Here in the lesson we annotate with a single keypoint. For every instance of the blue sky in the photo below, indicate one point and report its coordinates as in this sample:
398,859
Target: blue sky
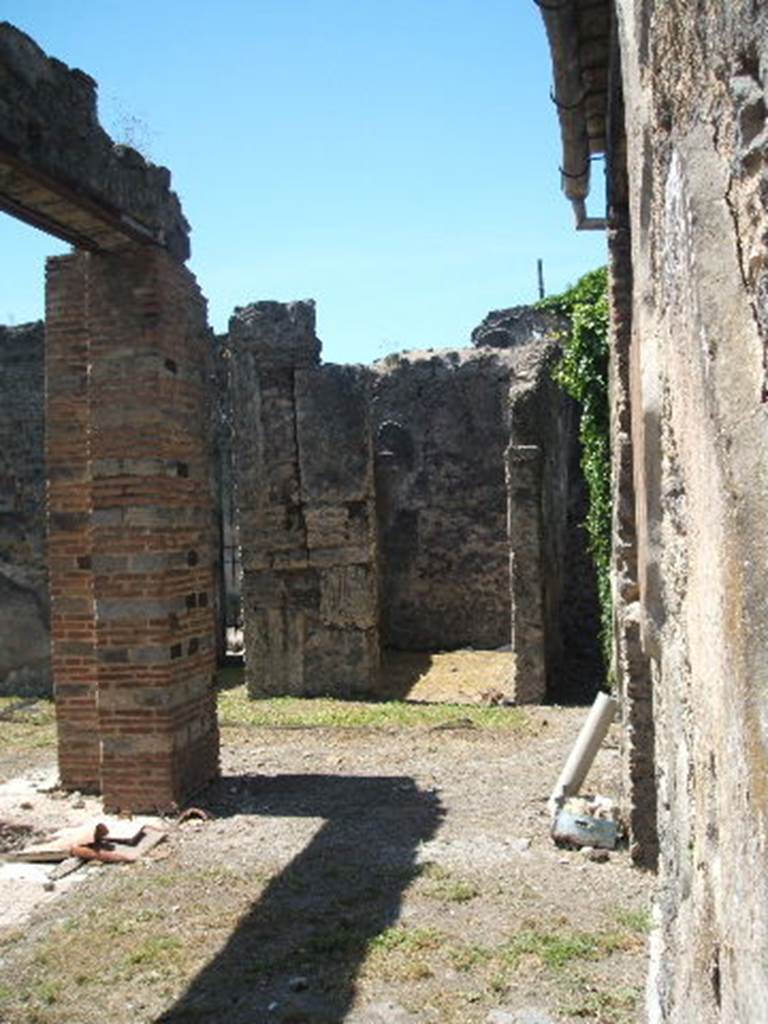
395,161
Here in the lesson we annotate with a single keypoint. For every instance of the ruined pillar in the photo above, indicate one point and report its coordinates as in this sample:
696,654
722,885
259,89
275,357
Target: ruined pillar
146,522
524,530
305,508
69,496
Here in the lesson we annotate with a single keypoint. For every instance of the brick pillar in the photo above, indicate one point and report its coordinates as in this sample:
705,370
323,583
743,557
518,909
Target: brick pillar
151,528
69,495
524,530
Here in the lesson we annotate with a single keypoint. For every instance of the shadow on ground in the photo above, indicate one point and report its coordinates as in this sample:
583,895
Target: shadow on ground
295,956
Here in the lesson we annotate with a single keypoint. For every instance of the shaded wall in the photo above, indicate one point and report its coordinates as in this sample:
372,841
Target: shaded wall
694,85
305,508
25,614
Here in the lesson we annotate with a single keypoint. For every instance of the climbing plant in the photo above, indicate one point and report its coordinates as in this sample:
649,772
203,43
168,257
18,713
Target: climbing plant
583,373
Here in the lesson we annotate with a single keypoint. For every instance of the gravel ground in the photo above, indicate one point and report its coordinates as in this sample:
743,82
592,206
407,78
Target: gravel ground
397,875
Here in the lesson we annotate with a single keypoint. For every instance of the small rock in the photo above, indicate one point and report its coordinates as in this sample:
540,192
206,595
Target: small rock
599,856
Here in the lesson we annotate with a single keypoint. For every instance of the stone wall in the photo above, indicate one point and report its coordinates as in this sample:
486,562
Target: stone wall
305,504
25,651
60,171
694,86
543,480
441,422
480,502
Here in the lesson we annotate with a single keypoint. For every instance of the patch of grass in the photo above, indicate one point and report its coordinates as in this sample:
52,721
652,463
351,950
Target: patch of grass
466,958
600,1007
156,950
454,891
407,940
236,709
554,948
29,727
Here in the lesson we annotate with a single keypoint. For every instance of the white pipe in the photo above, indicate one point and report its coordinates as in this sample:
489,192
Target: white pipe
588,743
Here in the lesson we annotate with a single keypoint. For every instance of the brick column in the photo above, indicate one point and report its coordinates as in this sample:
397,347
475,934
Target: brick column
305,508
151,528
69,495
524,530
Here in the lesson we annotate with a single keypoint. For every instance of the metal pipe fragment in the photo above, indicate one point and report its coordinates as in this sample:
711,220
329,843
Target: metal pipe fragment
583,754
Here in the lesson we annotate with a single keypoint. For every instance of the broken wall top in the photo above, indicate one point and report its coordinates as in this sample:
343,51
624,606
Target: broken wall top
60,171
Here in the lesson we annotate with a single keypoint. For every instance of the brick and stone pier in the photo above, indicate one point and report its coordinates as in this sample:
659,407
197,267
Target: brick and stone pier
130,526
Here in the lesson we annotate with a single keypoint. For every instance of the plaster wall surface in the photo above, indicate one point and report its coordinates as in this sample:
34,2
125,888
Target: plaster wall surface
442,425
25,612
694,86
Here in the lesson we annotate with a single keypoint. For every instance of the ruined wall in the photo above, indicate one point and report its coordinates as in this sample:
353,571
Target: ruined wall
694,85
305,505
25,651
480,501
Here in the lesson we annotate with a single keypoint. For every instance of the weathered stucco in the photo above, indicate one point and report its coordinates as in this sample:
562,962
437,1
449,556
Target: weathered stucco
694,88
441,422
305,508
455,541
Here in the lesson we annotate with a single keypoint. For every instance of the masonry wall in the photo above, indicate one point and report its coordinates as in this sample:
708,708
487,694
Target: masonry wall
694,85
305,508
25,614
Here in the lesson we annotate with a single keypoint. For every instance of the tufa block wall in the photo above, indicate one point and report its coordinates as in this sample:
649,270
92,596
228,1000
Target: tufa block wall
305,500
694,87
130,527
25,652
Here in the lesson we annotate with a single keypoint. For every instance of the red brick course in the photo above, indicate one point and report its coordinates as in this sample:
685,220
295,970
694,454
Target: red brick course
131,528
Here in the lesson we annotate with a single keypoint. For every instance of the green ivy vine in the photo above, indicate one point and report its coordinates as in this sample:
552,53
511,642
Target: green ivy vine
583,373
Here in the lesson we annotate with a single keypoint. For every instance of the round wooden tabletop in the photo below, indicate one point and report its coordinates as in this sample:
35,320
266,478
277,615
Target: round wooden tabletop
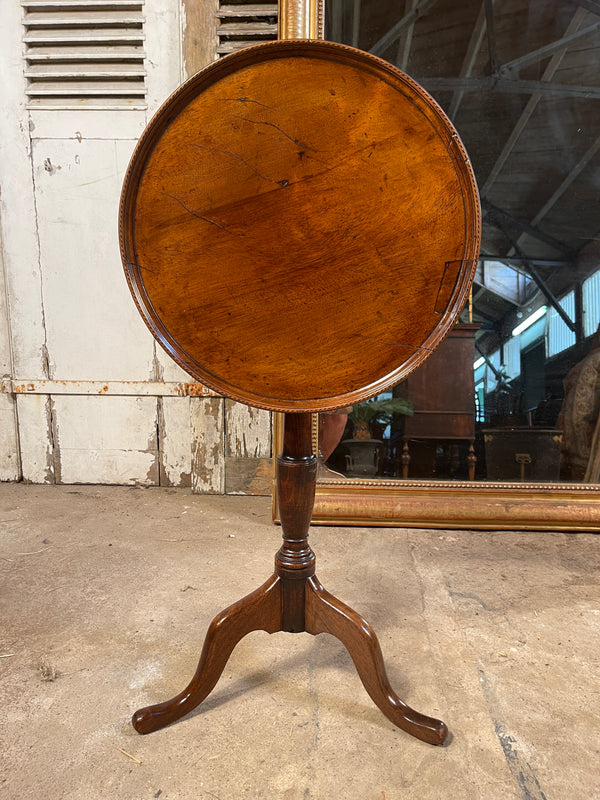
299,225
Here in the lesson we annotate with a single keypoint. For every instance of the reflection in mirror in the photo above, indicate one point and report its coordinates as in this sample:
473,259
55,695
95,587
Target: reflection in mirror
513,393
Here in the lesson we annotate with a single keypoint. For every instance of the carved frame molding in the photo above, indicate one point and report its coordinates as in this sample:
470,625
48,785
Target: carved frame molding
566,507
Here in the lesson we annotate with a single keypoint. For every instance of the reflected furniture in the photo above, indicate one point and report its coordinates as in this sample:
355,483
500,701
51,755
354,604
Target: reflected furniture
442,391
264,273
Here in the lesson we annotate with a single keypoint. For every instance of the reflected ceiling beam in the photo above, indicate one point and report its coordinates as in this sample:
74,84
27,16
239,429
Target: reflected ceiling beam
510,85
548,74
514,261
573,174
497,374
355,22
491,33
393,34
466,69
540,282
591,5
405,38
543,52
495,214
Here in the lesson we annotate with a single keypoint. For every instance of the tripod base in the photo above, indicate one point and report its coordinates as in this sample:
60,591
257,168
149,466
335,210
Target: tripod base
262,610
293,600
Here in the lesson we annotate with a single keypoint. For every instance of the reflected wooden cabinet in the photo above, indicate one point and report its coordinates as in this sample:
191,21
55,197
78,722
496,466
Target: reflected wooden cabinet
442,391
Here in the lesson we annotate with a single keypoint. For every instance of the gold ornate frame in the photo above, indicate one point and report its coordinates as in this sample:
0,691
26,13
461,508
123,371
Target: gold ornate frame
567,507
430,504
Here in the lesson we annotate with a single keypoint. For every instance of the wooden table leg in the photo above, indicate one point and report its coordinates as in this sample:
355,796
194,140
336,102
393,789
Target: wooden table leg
=====
Rewrite the records from the line holding "the reflected wooden" through the end of the records, inclusive, with every line given again and the requests copied unchanged. Multiply each answer coordinate by 2.3 and round to a whole number, halves up, leaving the sample coordinates in the requests as they are.

Here in the lesson we annotate with a single keypoint. For every instance of the reflected wooden cabinet in the photo above, indicate one point and report its coordinates as in this sample:
191,21
55,197
78,722
496,466
Target: reflected wooden cabinet
1017,899
Here in the lesson we annotate with a single keypoint. For every instance of the gold ornate frame in the photo above, indicate one point and report its coordinates as in this sample:
0,691
26,13
461,508
123,371
Target: gold ornate frame
1304,1166
989,1159
Here in the lesson we annotate with a single keypoint. For every instance of the wooden table leg in the photo above, indicate one point and report its coordinates as in this sample:
355,796
194,140
336,102
393,789
Target: wooden table leg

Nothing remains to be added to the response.